TASK OBJECTIVE:
Reproduce nothing but the lines from the one containing "One point rides on each instance of the fog" to the end of the records below, each exactly as written.
*** Opening INPUT DATA ***
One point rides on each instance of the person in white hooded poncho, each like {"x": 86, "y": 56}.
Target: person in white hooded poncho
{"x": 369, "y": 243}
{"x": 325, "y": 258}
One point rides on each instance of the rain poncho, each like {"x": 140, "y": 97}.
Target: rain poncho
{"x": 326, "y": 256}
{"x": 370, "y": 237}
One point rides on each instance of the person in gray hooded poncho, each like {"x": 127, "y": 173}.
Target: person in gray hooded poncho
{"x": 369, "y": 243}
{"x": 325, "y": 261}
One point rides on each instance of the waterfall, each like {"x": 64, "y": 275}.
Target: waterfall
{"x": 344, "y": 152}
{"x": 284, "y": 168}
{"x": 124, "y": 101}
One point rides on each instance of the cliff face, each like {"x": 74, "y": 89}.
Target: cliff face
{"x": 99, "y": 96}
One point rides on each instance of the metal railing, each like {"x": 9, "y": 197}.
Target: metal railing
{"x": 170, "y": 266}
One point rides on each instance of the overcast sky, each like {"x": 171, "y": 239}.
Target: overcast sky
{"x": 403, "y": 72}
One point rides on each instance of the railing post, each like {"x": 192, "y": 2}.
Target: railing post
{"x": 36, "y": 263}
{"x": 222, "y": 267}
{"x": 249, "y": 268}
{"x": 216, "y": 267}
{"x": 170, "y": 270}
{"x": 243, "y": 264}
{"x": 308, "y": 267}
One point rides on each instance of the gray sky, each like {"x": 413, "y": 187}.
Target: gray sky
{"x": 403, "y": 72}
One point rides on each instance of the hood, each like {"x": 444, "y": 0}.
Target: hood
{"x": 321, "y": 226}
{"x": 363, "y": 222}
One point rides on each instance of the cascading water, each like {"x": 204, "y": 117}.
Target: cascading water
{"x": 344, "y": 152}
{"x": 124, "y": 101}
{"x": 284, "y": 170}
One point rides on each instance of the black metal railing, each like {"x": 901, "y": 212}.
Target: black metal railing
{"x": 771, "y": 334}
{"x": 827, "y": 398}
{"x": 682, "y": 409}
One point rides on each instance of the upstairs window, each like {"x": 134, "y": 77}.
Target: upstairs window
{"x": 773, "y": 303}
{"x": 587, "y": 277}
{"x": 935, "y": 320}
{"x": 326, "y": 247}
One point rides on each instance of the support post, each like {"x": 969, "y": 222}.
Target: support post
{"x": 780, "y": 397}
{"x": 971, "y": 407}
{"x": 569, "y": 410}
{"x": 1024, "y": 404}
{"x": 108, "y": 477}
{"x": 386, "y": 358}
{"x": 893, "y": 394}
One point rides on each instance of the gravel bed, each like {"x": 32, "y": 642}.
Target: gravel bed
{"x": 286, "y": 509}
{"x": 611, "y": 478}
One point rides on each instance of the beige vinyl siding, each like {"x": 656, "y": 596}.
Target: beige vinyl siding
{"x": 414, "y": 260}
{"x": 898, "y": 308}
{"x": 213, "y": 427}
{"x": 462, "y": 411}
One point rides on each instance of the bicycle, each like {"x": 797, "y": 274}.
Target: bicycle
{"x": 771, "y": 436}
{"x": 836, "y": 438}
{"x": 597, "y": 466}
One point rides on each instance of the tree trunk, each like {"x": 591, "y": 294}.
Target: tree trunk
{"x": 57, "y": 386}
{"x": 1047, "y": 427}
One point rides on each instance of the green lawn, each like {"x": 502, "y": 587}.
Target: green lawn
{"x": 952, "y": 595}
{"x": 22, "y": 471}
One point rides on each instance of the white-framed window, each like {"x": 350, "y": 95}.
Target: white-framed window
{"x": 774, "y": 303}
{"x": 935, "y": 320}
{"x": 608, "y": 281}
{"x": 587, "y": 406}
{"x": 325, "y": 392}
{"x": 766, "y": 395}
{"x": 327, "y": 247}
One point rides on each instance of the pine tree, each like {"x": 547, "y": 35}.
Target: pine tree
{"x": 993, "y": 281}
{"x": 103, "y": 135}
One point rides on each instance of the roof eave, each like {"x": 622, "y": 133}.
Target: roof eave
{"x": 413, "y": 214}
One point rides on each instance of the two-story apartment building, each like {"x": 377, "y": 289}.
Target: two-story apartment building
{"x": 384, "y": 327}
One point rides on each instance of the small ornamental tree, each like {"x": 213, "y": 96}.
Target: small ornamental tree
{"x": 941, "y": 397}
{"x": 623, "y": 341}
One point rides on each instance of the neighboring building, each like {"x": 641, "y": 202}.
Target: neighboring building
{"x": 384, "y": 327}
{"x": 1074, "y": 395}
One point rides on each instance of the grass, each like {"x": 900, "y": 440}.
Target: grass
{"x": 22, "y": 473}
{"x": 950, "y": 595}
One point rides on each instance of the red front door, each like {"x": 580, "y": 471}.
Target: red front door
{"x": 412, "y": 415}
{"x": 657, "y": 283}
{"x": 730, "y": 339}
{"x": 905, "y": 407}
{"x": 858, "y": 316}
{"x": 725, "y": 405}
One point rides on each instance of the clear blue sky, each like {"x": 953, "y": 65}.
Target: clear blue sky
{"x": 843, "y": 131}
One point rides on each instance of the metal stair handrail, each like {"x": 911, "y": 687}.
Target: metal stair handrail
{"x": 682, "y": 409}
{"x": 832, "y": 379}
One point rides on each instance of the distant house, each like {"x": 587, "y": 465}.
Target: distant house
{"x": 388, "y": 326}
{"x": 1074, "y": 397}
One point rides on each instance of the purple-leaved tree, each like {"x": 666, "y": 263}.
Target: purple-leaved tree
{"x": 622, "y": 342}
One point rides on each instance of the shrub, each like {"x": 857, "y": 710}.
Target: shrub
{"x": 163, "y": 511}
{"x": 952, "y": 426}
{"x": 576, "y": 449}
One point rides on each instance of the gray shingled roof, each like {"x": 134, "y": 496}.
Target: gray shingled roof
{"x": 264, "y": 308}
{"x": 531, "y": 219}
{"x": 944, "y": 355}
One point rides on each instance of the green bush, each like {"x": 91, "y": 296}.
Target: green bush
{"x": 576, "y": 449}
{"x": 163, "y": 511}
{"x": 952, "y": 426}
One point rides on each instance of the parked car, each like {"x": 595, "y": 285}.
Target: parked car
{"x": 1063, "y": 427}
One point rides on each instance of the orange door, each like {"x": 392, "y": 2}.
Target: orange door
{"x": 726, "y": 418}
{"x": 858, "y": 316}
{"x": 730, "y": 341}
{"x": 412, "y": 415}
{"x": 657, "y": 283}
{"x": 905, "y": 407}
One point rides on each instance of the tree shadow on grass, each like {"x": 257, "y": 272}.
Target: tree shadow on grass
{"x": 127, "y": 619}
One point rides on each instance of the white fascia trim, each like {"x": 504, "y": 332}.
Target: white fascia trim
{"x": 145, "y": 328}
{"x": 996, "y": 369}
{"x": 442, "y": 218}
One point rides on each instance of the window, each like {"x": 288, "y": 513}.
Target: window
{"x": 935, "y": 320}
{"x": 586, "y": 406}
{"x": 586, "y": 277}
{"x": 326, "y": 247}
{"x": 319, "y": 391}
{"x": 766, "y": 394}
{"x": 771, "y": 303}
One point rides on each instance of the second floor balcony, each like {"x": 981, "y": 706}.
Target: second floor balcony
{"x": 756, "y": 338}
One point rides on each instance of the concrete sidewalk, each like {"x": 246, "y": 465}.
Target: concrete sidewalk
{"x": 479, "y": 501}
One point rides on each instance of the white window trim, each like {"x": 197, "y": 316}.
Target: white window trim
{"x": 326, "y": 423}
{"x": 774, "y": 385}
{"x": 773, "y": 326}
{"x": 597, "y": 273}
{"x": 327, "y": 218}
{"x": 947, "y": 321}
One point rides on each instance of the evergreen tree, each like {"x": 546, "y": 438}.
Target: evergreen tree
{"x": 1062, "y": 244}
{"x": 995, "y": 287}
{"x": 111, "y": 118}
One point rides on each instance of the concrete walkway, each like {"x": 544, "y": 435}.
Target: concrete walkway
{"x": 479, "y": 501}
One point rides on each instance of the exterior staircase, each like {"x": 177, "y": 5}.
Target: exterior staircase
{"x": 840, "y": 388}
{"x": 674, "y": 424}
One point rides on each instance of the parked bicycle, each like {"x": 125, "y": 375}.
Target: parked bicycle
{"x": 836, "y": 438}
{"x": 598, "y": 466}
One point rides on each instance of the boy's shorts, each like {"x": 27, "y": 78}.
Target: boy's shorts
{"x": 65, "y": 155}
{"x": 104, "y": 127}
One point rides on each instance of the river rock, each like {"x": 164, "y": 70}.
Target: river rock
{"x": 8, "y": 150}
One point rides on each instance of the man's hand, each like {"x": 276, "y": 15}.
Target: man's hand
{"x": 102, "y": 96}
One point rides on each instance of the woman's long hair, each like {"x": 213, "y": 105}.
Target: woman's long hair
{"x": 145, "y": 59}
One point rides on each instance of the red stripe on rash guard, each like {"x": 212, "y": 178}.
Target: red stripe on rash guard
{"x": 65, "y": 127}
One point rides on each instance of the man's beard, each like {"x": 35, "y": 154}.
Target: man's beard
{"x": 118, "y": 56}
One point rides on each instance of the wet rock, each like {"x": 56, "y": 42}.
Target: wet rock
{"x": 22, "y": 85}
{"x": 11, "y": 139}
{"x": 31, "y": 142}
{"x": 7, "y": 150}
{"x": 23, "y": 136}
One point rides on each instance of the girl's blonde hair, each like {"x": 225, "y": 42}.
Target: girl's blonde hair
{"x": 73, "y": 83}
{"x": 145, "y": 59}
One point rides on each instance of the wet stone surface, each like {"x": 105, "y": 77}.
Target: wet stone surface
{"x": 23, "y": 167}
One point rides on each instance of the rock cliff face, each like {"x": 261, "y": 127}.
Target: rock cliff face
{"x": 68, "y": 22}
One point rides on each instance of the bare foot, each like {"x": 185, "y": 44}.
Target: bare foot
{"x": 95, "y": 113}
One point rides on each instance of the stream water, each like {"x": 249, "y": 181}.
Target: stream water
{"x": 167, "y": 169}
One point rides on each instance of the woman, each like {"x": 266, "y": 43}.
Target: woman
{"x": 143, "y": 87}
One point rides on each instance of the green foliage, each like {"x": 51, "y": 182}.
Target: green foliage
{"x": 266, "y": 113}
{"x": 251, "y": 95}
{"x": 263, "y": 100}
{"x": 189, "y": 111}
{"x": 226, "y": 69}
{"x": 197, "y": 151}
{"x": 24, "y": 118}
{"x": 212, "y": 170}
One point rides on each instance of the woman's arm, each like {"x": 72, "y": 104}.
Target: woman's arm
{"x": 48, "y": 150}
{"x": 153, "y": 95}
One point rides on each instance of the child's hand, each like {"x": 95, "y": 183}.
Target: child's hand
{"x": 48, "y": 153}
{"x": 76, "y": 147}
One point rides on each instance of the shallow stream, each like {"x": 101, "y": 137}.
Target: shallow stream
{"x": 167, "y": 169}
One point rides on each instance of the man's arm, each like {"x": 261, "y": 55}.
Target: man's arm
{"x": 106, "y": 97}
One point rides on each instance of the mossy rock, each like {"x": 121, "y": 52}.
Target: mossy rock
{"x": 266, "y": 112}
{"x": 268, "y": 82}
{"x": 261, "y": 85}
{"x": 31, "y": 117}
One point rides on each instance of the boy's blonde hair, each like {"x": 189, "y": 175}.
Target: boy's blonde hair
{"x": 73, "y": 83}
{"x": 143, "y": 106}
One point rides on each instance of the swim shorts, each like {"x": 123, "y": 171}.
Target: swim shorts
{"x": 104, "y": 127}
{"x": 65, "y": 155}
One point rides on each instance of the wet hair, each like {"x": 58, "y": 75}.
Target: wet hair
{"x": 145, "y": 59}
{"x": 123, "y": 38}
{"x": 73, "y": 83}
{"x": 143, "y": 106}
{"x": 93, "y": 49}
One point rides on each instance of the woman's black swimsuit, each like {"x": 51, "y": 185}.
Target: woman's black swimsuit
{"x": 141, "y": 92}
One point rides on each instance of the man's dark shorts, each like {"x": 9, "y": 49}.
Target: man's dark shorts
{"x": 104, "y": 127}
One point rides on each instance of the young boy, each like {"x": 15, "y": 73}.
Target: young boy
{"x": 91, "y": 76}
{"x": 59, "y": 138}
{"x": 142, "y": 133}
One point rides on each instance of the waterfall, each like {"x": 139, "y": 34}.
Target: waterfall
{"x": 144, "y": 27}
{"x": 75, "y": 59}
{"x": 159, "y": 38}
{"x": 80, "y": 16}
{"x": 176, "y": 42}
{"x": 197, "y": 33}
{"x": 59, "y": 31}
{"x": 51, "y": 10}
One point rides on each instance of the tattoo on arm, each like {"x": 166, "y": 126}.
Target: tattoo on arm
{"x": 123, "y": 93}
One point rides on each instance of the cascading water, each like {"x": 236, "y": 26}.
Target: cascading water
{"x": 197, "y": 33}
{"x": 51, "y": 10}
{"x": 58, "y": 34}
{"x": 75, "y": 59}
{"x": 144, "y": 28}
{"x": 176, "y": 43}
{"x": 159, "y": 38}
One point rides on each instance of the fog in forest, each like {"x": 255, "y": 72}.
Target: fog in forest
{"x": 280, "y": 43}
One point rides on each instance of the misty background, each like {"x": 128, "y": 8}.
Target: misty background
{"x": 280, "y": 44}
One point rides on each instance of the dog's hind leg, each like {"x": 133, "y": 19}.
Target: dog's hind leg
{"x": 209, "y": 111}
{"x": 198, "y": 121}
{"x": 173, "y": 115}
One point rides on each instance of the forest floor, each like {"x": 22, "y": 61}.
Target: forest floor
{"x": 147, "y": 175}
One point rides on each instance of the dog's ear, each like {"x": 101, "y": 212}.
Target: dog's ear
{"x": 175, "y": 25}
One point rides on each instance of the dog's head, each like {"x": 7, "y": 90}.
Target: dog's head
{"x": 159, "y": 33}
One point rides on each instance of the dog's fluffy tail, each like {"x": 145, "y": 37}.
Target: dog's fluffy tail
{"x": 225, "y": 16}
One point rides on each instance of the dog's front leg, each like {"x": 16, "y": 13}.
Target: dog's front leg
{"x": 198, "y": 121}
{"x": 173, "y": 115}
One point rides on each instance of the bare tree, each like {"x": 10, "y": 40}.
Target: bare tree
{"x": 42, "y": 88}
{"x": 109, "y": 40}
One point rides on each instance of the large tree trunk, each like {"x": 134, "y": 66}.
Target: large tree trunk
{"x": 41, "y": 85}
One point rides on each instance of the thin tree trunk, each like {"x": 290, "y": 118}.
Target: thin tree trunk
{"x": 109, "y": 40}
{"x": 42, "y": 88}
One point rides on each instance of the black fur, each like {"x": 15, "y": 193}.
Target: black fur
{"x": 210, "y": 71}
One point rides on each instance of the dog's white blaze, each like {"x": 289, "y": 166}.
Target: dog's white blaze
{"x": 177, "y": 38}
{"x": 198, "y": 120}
*** Closing INPUT DATA ***
TASK ANSWER:
One point rides on each instance of the fog in forest, each like {"x": 255, "y": 72}.
Target: fog in forest
{"x": 280, "y": 43}
One point rides on each instance of the misty background, each like {"x": 128, "y": 8}.
Target: misty background
{"x": 280, "y": 44}
One point rides on each instance of the dog's hind leg, each like {"x": 133, "y": 19}.
Target: dog's hind leg
{"x": 209, "y": 111}
{"x": 198, "y": 121}
{"x": 173, "y": 115}
One point rides on each instance of the forest floor, each like {"x": 22, "y": 61}.
Target: forest floor
{"x": 147, "y": 175}
One point rides on each instance of the dog's ear, each like {"x": 101, "y": 212}.
Target: dog's ear
{"x": 175, "y": 25}
One point rides on each instance of the dog's head, each like {"x": 7, "y": 90}.
Target: dog's head
{"x": 159, "y": 33}
One point rides on each instance of the dog's fluffy tail, each like {"x": 145, "y": 37}.
Target: dog's fluffy tail
{"x": 225, "y": 16}
One point rides on each instance of the dog's front leg, each like {"x": 16, "y": 13}.
Target: dog's front leg
{"x": 198, "y": 121}
{"x": 173, "y": 115}
One point rides on each instance of the bare tree, each like {"x": 10, "y": 40}.
Target: bare tree
{"x": 42, "y": 88}
{"x": 109, "y": 40}
One point rides on each instance of the large tree trunk, each like {"x": 134, "y": 66}.
Target: large tree trunk
{"x": 41, "y": 85}
One point rides on each instance of the thin tree trunk, each like {"x": 290, "y": 118}.
Target: thin tree trunk
{"x": 109, "y": 40}
{"x": 42, "y": 88}
One point rides on each instance of the black fur, each like {"x": 15, "y": 193}.
Target: black fur
{"x": 210, "y": 71}
One point rides on each instance of the dog's white blaze, each like {"x": 289, "y": 166}.
Target: dog's white blaze
{"x": 177, "y": 38}
{"x": 198, "y": 120}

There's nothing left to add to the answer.